[[ DATA EXCERPTS open ]]

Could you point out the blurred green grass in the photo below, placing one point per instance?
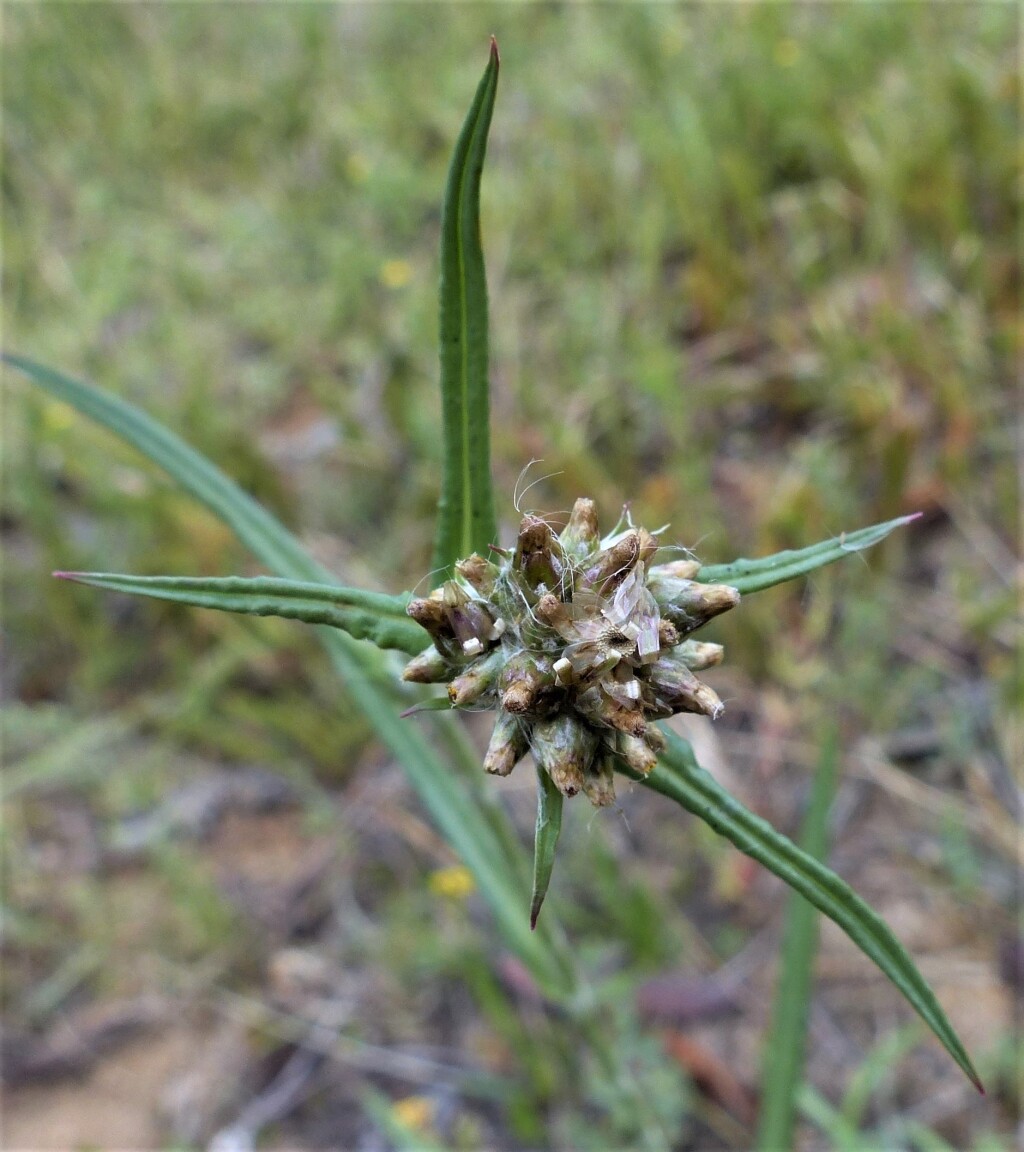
(752, 267)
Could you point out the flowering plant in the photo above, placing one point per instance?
(582, 644)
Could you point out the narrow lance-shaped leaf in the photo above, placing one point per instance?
(783, 1055)
(679, 777)
(455, 801)
(365, 615)
(465, 512)
(749, 576)
(546, 839)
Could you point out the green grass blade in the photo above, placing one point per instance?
(465, 512)
(475, 828)
(366, 615)
(679, 777)
(783, 1060)
(753, 575)
(546, 839)
(256, 528)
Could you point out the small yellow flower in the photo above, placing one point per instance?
(395, 273)
(455, 883)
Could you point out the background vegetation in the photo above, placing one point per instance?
(751, 267)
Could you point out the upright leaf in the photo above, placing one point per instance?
(749, 576)
(545, 840)
(465, 512)
(679, 777)
(365, 615)
(783, 1058)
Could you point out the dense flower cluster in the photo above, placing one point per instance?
(578, 643)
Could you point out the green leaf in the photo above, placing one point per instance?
(366, 615)
(783, 1060)
(465, 512)
(546, 839)
(679, 777)
(449, 786)
(753, 575)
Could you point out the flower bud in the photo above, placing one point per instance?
(698, 654)
(688, 604)
(479, 573)
(605, 712)
(564, 748)
(675, 569)
(667, 634)
(522, 680)
(579, 537)
(552, 612)
(637, 753)
(508, 744)
(538, 555)
(613, 565)
(430, 667)
(477, 680)
(599, 781)
(649, 545)
(680, 690)
(431, 615)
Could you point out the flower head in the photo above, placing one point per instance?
(578, 643)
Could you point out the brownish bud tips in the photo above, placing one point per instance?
(522, 681)
(649, 545)
(430, 667)
(599, 782)
(477, 680)
(479, 573)
(611, 567)
(564, 748)
(637, 753)
(538, 554)
(677, 689)
(688, 604)
(430, 614)
(697, 654)
(667, 634)
(579, 537)
(676, 569)
(508, 745)
(578, 645)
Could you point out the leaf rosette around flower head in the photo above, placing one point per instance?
(577, 643)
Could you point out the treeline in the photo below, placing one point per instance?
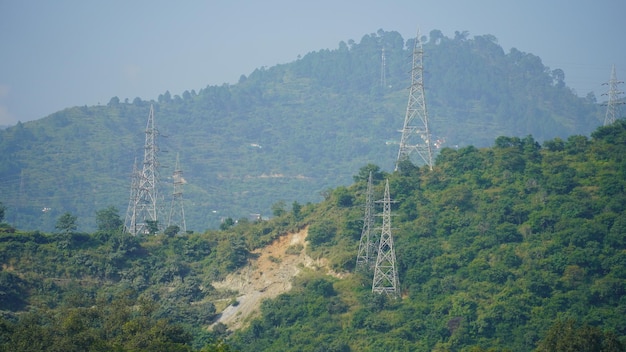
(516, 247)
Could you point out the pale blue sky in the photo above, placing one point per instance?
(63, 53)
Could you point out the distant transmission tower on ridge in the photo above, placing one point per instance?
(367, 245)
(383, 69)
(177, 210)
(143, 207)
(385, 273)
(415, 132)
(131, 215)
(612, 106)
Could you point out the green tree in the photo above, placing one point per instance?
(566, 336)
(171, 231)
(66, 223)
(278, 208)
(108, 220)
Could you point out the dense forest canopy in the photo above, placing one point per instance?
(285, 133)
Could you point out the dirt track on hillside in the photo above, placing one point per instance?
(267, 276)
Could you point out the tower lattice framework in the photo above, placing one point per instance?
(143, 207)
(131, 215)
(177, 209)
(385, 273)
(416, 132)
(612, 105)
(367, 245)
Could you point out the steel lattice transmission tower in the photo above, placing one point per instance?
(177, 210)
(385, 273)
(144, 194)
(415, 132)
(612, 106)
(367, 245)
(383, 70)
(131, 213)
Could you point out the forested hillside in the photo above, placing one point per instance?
(285, 133)
(520, 246)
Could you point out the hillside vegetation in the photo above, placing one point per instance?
(518, 247)
(285, 133)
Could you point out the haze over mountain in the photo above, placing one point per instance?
(284, 133)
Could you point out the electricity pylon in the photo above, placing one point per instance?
(177, 210)
(130, 221)
(612, 106)
(367, 245)
(385, 273)
(144, 213)
(415, 132)
(383, 70)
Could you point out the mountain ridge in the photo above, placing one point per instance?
(321, 116)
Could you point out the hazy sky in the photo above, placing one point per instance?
(63, 53)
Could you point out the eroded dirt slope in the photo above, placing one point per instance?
(265, 277)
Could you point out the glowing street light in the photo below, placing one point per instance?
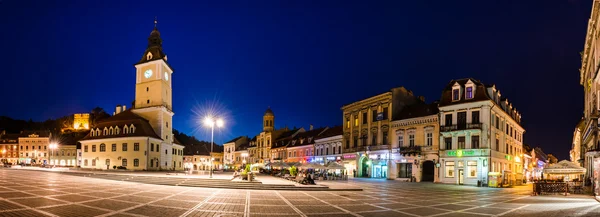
(52, 147)
(211, 122)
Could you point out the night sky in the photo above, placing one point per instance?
(303, 59)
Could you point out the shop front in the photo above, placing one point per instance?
(373, 165)
(349, 161)
(464, 167)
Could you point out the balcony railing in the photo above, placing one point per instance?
(469, 126)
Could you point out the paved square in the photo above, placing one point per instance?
(35, 193)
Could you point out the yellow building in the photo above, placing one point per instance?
(260, 145)
(81, 121)
(33, 147)
(140, 138)
(9, 148)
(63, 155)
(416, 137)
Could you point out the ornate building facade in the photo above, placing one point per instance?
(140, 138)
(481, 135)
(367, 130)
(589, 79)
(416, 135)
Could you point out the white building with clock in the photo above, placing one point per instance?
(139, 138)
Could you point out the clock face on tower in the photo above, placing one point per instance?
(148, 73)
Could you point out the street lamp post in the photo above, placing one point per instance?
(211, 122)
(52, 147)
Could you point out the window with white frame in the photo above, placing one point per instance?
(469, 93)
(472, 169)
(429, 136)
(449, 168)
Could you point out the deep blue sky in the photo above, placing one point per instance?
(304, 59)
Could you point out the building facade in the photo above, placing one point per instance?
(63, 155)
(328, 148)
(367, 130)
(9, 148)
(481, 135)
(416, 135)
(140, 138)
(34, 147)
(589, 79)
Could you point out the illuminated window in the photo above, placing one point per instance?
(474, 142)
(469, 92)
(449, 167)
(455, 94)
(472, 169)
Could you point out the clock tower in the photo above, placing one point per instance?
(153, 92)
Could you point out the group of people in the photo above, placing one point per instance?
(307, 178)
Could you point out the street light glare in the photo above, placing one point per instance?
(208, 121)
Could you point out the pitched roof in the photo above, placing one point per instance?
(306, 138)
(480, 92)
(235, 139)
(333, 131)
(418, 110)
(127, 117)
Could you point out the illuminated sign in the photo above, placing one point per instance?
(465, 153)
(460, 153)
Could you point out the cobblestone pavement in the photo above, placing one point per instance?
(33, 193)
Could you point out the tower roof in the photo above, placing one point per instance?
(269, 111)
(154, 50)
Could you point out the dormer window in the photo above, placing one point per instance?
(455, 94)
(469, 93)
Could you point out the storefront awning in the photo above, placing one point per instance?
(564, 167)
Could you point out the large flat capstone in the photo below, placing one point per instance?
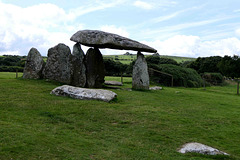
(100, 39)
(84, 94)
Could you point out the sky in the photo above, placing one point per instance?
(187, 28)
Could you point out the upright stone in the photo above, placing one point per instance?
(95, 68)
(140, 77)
(58, 66)
(78, 67)
(34, 65)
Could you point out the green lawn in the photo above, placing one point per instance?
(138, 125)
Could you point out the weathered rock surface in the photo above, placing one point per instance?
(140, 76)
(200, 148)
(58, 66)
(100, 39)
(84, 94)
(95, 68)
(78, 77)
(155, 88)
(156, 54)
(113, 83)
(34, 65)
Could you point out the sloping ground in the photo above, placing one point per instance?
(127, 59)
(138, 125)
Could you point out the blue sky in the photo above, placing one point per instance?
(191, 28)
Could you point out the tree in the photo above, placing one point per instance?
(206, 64)
(230, 66)
(114, 68)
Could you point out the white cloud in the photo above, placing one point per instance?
(238, 32)
(94, 6)
(194, 46)
(143, 5)
(16, 53)
(116, 30)
(36, 26)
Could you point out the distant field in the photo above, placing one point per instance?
(138, 125)
(127, 59)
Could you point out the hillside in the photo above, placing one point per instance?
(138, 125)
(127, 59)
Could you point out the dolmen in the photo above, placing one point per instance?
(100, 39)
(86, 70)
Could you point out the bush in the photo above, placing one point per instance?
(11, 69)
(113, 68)
(213, 78)
(158, 60)
(185, 77)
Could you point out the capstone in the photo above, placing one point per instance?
(100, 39)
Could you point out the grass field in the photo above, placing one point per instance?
(127, 59)
(138, 125)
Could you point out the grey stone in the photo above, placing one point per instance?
(58, 66)
(114, 83)
(100, 39)
(95, 68)
(34, 65)
(78, 77)
(155, 88)
(156, 54)
(140, 76)
(84, 93)
(200, 148)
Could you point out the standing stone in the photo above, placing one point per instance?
(34, 65)
(78, 67)
(58, 66)
(140, 77)
(95, 68)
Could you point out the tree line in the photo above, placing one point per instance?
(188, 73)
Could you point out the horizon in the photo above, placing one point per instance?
(173, 27)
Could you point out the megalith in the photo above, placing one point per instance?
(100, 39)
(58, 66)
(34, 65)
(140, 76)
(78, 77)
(95, 68)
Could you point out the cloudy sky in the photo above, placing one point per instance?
(190, 28)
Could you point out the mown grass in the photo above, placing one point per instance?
(138, 125)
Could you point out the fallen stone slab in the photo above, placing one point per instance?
(100, 39)
(83, 93)
(113, 83)
(200, 148)
(155, 88)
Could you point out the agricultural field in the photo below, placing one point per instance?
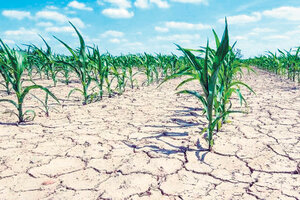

[[ DATA EXCERPTS closed ]]

PROBLEM TO SOLVE – Where the line holding "Could you point out the grass" appears, start copying, and continue exactly through the last line of the listing, both ends included, skipping the pictures.

TASK ANSWER –
Could you point out the grass field in the photo above, placing one point per instance?
(127, 59)
(138, 125)
Could you point out the grey stone in the photo above, placing one point per instance?
(58, 66)
(114, 83)
(100, 39)
(95, 68)
(34, 65)
(78, 77)
(155, 88)
(156, 54)
(140, 76)
(84, 93)
(200, 148)
Could you point out the standing stone in the photo above, placing one point per instance?
(34, 65)
(78, 67)
(58, 66)
(140, 77)
(95, 68)
Could you point out the tree line in the photo above, placing one point per instance?
(188, 73)
Could you point out the horizon in the photo above, placing one point per instance?
(173, 27)
Could you point out the megalith in the photo above, placing one point per instance?
(100, 39)
(58, 66)
(34, 65)
(140, 76)
(78, 77)
(95, 68)
Could you point out the cloudy sky in the photo above, placing one point per instance?
(190, 28)
Could you point out the mown grass in the photo above, placing one point per instance?
(138, 125)
Could you point out the fallen stone slab in the photo above, placing one point per instance?
(100, 39)
(83, 93)
(113, 83)
(200, 148)
(155, 88)
Could you point out the agricultural field in the photo below, placing one point per instance?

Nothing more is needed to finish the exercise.